▶ _Object position labeling entries_
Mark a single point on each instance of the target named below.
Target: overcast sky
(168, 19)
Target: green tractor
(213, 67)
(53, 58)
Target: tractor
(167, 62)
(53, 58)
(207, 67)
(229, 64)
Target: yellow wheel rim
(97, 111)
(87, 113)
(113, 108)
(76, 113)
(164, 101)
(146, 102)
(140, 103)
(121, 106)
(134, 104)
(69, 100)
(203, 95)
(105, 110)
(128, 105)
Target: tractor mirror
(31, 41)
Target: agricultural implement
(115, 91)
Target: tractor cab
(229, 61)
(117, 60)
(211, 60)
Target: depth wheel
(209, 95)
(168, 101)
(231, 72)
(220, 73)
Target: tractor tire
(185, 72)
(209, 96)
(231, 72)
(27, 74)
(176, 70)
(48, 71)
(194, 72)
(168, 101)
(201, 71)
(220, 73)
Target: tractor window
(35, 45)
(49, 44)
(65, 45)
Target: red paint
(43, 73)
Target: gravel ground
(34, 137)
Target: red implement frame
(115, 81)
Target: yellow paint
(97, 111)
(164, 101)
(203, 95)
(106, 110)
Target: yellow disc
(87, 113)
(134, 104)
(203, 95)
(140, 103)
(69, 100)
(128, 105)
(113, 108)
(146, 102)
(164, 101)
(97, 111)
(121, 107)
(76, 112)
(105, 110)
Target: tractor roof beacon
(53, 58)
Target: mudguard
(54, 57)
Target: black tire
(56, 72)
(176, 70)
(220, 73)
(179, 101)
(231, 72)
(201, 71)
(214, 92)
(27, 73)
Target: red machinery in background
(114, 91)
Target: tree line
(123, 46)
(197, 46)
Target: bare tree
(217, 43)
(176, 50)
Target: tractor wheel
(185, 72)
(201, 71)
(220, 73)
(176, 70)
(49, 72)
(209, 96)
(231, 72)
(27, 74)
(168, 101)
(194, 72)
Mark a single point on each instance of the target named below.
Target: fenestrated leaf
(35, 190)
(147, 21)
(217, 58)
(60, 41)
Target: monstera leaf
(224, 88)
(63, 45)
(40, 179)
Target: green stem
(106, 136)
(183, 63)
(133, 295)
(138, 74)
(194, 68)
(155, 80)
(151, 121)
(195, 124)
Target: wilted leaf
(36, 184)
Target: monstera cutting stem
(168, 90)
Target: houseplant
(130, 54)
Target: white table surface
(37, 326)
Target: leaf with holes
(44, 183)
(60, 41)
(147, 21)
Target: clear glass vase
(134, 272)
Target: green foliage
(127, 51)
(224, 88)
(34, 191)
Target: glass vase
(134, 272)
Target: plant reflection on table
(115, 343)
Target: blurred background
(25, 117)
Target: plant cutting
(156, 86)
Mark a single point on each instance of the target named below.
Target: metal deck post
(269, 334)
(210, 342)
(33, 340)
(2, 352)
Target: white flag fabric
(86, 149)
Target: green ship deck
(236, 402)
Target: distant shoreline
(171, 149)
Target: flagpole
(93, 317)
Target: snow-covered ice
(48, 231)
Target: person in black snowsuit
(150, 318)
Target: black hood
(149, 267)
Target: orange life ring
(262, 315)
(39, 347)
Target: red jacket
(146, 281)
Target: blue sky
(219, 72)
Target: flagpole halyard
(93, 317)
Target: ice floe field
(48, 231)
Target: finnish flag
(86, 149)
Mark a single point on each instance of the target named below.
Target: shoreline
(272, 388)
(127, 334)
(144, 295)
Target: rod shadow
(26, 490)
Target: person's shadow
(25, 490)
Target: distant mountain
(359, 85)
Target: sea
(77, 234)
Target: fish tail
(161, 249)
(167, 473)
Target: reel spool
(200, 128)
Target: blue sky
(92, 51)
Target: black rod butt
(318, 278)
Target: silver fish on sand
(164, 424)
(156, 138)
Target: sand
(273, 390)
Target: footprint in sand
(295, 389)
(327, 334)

▶ _Direction_
Repeat the lines of data from the one containing "Target: red jacket" down to the end of the data, without any changes.

▶ _Result_
Target: red jacket
(146, 281)
Target: blue sky
(219, 72)
Target: flagpole halyard
(93, 317)
Target: ice floe field
(48, 231)
Target: finnish flag
(86, 149)
Mark a single point on each instance of the target named below.
Target: shoreline
(272, 388)
(127, 334)
(144, 295)
Target: rod shadow
(26, 490)
Target: person's shadow
(25, 490)
Target: distant mountain
(359, 85)
Target: sea
(77, 234)
Target: fish tail
(161, 249)
(167, 473)
Target: reel spool
(200, 128)
Target: blue sky
(92, 51)
Target: black rod butt
(318, 278)
Target: silver fish on sand
(164, 424)
(156, 138)
Target: sand
(273, 390)
Target: footprint in sand
(295, 389)
(327, 334)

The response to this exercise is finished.